▶ DATA RECORDS
------------------------------------------------

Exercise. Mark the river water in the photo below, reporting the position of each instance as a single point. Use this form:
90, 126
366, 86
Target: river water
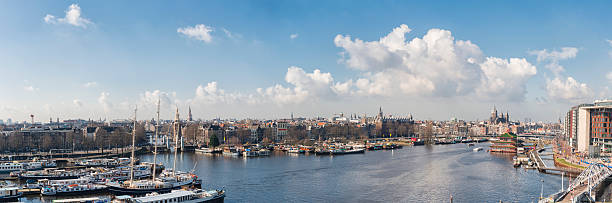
411, 174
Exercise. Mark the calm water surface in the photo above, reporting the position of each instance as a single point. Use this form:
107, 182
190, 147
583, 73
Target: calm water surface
411, 174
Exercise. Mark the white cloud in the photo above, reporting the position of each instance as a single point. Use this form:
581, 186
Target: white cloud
90, 84
105, 102
435, 65
610, 43
211, 94
73, 17
199, 32
77, 103
305, 87
541, 100
505, 79
568, 90
555, 55
150, 98
231, 35
30, 88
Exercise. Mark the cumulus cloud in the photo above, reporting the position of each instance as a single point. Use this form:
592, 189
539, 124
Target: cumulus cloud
150, 98
105, 102
73, 17
90, 84
505, 78
553, 57
609, 43
304, 86
77, 103
30, 88
198, 32
568, 89
211, 94
434, 65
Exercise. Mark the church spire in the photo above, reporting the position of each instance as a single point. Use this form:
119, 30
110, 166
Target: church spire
176, 118
189, 118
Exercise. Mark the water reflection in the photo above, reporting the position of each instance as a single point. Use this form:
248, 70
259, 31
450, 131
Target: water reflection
411, 174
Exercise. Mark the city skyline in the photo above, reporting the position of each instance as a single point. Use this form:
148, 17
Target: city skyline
258, 60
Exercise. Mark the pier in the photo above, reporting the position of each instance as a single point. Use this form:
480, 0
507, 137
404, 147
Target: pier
536, 156
585, 187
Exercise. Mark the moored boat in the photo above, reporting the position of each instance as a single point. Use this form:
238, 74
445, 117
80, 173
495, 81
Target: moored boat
204, 150
195, 196
73, 189
81, 200
263, 152
250, 153
10, 167
8, 194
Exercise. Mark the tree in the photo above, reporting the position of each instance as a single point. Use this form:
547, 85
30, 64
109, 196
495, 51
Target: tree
214, 141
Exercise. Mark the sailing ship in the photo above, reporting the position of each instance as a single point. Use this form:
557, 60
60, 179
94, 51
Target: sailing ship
167, 181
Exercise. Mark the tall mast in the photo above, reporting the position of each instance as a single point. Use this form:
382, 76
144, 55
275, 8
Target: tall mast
155, 147
133, 146
177, 128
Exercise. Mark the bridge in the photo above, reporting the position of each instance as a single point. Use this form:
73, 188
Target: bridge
582, 188
535, 155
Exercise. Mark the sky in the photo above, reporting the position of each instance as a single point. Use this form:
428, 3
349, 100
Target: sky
268, 59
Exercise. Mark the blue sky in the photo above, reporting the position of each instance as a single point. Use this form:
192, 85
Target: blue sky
125, 49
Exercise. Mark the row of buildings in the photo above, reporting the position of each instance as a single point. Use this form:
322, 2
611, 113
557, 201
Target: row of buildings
232, 131
587, 127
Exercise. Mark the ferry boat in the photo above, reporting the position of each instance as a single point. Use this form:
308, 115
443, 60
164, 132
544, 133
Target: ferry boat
204, 150
516, 162
81, 200
30, 166
8, 194
230, 151
60, 189
249, 153
10, 167
320, 151
187, 196
120, 174
295, 150
52, 174
354, 151
98, 163
263, 152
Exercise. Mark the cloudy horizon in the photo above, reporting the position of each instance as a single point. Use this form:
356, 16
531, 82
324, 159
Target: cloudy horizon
89, 60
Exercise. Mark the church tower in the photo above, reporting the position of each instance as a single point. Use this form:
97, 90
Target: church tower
189, 118
177, 126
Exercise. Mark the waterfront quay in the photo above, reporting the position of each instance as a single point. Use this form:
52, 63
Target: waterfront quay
418, 173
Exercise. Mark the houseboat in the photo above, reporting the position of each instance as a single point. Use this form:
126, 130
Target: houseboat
8, 194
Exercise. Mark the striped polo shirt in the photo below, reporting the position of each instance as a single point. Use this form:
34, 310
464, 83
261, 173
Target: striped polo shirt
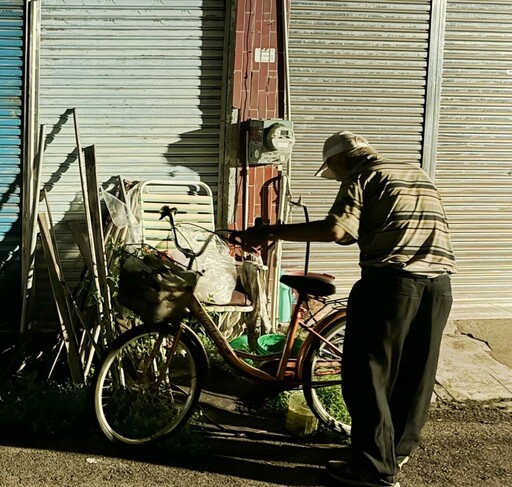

------------------------------------------------

▶ REQUIREMENTS
Could you set down the entries word for word, the stretch from the line containing "Exercise. Mark the cloudy" through the end of the entries, leaving the pictures out?

▶ WRITTEN SOLUTION
Exercise. Mark the cloudy horizon in the photo above, reporting the position of each instance as a single point. Use this form:
356, 16
531, 82
324, 159
Target: cloudy horizon
89, 60
Exercise. Mark the church tower in the photo above, reporting the position of each instance as a single point. Use this form:
97, 90
Target: church tower
189, 118
177, 126
Exercise. Mark the waterfront quay in the photo above, reporting the position of each instance as a single point. Use this form:
52, 63
Target: waterfront quay
418, 173
Exercise. Mark the houseboat in the photo above, reporting the position of each instance as a single point. Use this form:
126, 130
Target: houseboat
8, 194
Exercise. Mark the striped polo shirt in the photo below, reporting the position of each instance as a single point. Use this form:
34, 310
464, 83
261, 173
Target: striped polo shirt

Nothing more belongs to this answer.